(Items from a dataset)
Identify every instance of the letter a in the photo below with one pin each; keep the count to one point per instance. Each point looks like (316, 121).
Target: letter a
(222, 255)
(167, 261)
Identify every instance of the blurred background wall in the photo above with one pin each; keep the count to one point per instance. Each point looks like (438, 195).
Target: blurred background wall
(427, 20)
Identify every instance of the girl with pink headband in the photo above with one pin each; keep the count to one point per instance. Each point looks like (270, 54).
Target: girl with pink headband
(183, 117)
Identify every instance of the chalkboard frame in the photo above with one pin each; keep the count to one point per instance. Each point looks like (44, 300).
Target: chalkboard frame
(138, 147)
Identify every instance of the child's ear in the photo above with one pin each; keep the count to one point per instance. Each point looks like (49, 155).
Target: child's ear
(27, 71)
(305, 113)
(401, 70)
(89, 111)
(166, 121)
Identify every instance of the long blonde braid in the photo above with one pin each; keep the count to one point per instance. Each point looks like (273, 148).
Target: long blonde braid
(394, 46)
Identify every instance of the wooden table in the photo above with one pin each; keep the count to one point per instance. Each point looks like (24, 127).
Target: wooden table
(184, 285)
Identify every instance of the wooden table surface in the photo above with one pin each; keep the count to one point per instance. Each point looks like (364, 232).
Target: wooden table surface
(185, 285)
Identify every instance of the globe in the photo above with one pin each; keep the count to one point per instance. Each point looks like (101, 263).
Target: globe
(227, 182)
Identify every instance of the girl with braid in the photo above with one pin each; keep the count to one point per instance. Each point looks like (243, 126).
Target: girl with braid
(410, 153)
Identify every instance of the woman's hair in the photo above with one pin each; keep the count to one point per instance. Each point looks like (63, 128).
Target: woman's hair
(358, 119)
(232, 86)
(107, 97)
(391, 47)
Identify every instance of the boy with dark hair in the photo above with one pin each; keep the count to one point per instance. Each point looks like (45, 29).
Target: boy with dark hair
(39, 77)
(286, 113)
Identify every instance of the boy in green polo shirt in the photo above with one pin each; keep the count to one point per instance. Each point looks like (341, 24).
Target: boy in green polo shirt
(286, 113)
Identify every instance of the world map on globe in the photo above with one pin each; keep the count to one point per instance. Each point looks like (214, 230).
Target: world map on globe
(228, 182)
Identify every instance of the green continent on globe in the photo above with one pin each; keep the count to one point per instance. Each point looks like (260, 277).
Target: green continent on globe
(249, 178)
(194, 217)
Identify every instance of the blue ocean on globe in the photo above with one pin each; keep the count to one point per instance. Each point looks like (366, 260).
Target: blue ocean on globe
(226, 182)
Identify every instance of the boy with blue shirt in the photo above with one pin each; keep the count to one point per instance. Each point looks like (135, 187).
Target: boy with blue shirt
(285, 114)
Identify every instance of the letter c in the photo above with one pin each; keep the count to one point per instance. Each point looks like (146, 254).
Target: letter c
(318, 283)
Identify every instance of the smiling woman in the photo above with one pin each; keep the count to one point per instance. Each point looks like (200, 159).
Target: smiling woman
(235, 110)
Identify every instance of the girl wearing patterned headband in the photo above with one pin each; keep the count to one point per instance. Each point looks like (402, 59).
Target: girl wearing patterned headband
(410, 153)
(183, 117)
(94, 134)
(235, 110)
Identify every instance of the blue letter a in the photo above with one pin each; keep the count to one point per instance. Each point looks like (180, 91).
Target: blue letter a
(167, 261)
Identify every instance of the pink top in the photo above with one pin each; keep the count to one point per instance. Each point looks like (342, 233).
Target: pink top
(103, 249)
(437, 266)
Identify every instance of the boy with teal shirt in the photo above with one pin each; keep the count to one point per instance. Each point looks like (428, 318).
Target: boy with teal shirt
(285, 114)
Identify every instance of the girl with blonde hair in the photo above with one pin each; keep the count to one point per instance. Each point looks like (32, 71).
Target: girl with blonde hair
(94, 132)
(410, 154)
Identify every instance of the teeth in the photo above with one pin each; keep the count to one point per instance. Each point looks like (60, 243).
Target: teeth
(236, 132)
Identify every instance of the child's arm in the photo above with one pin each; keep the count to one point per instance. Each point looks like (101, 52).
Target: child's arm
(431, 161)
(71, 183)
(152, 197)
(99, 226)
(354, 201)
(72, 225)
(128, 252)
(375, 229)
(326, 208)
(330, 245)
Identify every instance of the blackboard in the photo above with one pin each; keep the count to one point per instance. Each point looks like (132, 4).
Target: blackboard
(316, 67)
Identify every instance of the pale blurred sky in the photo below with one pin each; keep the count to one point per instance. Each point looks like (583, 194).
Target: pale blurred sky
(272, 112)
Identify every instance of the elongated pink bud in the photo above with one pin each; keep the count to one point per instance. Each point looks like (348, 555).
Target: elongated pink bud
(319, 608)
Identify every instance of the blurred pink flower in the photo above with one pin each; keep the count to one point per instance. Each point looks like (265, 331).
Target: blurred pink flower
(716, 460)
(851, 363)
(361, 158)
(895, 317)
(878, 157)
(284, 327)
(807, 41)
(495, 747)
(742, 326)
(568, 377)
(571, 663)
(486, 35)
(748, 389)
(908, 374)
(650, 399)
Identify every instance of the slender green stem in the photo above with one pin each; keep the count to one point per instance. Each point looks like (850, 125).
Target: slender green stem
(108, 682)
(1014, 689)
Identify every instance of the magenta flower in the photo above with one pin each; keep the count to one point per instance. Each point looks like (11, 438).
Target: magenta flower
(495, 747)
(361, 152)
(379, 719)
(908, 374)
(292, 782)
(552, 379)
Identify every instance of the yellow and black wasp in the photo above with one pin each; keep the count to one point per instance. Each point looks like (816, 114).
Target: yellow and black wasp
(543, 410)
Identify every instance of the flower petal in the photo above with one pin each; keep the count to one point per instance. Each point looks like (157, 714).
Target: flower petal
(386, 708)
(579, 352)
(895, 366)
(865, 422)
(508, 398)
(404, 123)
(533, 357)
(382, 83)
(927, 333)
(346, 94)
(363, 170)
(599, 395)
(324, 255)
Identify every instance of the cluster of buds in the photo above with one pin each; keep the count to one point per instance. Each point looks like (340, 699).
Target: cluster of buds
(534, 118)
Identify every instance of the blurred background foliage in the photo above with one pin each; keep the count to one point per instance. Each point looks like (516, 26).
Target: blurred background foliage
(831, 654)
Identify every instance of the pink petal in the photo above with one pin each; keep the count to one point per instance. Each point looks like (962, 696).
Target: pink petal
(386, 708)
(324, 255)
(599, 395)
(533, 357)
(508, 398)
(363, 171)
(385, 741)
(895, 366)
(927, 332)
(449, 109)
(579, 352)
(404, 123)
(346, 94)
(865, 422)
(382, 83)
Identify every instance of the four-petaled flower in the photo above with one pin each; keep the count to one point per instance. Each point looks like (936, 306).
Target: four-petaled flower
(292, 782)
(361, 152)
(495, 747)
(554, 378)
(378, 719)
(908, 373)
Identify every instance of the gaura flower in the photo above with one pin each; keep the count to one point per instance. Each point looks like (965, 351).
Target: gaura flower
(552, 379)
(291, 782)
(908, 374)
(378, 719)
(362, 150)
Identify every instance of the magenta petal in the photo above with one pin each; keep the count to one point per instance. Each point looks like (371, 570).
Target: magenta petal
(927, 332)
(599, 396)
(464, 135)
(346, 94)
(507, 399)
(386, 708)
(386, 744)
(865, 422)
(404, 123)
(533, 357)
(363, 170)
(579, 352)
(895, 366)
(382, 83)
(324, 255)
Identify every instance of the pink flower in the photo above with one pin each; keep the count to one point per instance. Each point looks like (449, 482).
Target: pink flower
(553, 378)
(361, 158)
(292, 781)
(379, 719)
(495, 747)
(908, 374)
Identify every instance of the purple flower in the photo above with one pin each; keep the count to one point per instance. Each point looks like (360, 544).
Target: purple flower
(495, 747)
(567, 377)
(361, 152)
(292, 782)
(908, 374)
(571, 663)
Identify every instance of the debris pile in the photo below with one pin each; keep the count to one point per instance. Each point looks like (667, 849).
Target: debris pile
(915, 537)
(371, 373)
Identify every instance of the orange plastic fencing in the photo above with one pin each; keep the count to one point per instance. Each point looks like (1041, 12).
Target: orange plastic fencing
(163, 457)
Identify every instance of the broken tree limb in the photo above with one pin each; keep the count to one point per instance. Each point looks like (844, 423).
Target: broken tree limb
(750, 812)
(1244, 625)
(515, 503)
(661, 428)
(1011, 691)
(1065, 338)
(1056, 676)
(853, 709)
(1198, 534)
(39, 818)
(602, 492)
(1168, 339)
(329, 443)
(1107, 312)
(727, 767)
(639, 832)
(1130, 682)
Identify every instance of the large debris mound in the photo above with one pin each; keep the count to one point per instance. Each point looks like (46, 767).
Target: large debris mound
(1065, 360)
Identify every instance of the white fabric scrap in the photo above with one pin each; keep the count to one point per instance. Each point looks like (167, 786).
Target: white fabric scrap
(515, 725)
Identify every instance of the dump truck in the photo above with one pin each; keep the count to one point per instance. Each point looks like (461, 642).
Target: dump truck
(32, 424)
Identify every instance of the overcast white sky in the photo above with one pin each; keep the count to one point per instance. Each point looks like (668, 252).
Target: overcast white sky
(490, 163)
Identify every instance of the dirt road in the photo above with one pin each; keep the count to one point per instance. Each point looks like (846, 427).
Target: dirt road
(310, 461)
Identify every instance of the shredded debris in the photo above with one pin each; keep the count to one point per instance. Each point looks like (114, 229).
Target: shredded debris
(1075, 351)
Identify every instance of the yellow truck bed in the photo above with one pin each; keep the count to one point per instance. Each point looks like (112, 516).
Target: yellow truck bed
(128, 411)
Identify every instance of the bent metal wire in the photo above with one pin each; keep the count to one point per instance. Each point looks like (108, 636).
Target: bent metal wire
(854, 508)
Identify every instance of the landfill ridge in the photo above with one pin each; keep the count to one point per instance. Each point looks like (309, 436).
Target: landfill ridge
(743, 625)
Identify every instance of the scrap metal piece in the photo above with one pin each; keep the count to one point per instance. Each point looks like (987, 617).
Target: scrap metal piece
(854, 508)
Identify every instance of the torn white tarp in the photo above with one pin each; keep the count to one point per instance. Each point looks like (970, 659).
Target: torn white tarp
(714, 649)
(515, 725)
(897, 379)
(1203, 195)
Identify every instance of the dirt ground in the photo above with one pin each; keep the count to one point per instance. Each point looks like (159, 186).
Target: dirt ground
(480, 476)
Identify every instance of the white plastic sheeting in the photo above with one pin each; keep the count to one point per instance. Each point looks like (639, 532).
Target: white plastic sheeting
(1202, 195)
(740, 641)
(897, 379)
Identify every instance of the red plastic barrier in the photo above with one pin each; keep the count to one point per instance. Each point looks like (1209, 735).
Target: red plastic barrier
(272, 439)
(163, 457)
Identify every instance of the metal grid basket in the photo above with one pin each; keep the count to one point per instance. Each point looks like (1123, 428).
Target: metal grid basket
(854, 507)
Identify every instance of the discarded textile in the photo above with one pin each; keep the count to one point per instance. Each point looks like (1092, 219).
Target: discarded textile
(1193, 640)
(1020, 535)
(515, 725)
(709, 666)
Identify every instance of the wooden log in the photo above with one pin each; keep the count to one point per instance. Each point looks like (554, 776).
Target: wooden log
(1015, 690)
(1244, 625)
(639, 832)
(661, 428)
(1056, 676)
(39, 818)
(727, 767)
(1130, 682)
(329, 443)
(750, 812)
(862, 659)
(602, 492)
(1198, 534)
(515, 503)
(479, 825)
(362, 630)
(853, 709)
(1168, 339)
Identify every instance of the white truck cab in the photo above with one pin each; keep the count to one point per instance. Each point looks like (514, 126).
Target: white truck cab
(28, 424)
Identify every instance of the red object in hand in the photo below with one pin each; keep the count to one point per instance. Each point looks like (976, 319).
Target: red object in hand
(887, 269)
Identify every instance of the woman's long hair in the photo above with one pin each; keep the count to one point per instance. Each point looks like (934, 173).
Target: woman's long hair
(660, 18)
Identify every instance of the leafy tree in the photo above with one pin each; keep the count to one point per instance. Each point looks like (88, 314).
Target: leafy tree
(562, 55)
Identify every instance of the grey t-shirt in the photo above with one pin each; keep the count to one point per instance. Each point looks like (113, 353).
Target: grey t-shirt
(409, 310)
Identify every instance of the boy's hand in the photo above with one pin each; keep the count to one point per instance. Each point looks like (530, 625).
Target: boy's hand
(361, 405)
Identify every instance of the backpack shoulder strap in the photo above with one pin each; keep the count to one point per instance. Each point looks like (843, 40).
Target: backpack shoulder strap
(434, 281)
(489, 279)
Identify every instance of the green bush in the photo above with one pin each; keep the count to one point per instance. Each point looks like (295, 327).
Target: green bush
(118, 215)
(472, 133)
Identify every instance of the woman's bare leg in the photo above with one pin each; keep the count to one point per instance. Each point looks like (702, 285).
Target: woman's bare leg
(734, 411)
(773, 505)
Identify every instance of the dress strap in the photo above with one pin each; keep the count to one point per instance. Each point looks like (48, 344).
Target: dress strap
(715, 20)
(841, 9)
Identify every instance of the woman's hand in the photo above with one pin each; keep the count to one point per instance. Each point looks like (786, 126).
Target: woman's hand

→ REQUIRED ACTION
What are the lines, exactly as written above, from the line with "Identify every instance of the torn" to the line with "Identify every instance of the white plastic", both included? Output only those.

→ TASK RESPONSE
Identify every instance of the torn white tarp in the photo above with one pin each; keep the count to one point per instance. Each point looks like (970, 659).
Target: torn white tarp
(714, 649)
(515, 725)
(897, 379)
(1203, 195)
Identify every instance of the dirt ground in the photo above with one pin each; keep the count to one point per instance. Each point looks like (159, 186).
Target: dirt ground
(480, 476)
Identify every instance of the white plastic sheeting in the photo above with one pin each; keep the count to one point per instance. Each point looks like (639, 532).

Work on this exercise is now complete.